→ What is required: Reproduce every one of the records below word for word.

##### Dataset excerpts

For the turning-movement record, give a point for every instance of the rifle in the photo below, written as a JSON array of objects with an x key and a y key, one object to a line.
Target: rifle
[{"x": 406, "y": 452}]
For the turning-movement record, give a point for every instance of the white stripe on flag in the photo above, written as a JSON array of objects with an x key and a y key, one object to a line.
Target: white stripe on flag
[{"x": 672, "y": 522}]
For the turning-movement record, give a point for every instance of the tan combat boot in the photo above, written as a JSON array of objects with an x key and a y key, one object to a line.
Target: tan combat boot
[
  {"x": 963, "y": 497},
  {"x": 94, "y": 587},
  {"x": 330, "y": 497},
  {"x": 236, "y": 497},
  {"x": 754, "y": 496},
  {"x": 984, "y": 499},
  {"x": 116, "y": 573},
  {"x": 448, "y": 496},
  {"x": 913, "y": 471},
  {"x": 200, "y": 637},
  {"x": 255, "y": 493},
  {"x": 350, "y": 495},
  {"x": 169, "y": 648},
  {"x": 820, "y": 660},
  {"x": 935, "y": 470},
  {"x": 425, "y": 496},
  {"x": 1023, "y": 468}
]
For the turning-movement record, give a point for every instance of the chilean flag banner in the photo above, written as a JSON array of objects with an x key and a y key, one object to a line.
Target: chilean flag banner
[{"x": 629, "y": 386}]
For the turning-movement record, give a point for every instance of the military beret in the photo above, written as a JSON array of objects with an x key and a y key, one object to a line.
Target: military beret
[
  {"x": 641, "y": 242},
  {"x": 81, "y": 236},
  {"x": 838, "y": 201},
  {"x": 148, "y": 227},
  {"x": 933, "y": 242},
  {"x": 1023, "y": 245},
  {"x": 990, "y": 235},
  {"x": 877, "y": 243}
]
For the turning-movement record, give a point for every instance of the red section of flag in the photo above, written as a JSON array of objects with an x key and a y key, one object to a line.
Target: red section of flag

##########

→ Final result:
For the turning-movement record, give a point for every instance of the rifle in the photo below, written as a JSON array of objects with an x key and a y key, one object to a line.
Target: rifle
[{"x": 406, "y": 452}]
For the turning-movement record, give a point for every instance of the white stripe on flag in the photo above, written as a JSON array of objects with an x key and a y key, one object to a line.
Target: white stripe on flag
[{"x": 672, "y": 522}]
For the turning-movement record, give a point for every instance of the tan combat boot in the photo above, written as a JSON array of objects with an x key and a y key, one object to a line.
Target: tan combat boot
[
  {"x": 963, "y": 497},
  {"x": 94, "y": 587},
  {"x": 330, "y": 497},
  {"x": 236, "y": 497},
  {"x": 754, "y": 496},
  {"x": 984, "y": 499},
  {"x": 116, "y": 573},
  {"x": 448, "y": 496},
  {"x": 913, "y": 471},
  {"x": 200, "y": 637},
  {"x": 255, "y": 493},
  {"x": 350, "y": 495},
  {"x": 169, "y": 648},
  {"x": 820, "y": 660},
  {"x": 935, "y": 470},
  {"x": 425, "y": 496},
  {"x": 1023, "y": 468}
]
For the turning-movement record, give a point for every instance of the chilean flag banner in the photo above, written as a JSON array of objects with an x key and a y key, one object to a line.
Target: chilean flag banner
[{"x": 629, "y": 386}]
For the turning-movement record, give a point for every instance of the military beret in the photo above, written as a JSON array of objects with an x key and a y key, one object to a line.
Target: military beret
[
  {"x": 641, "y": 242},
  {"x": 81, "y": 236},
  {"x": 838, "y": 201},
  {"x": 148, "y": 227},
  {"x": 933, "y": 242},
  {"x": 1023, "y": 245},
  {"x": 990, "y": 235},
  {"x": 877, "y": 243}
]
For the turning-movement record, give a point for every instance of the red section of flag in the photo above, written as a JSON array of objects with an x key and a y key, one object to a line.
Target: red section of flag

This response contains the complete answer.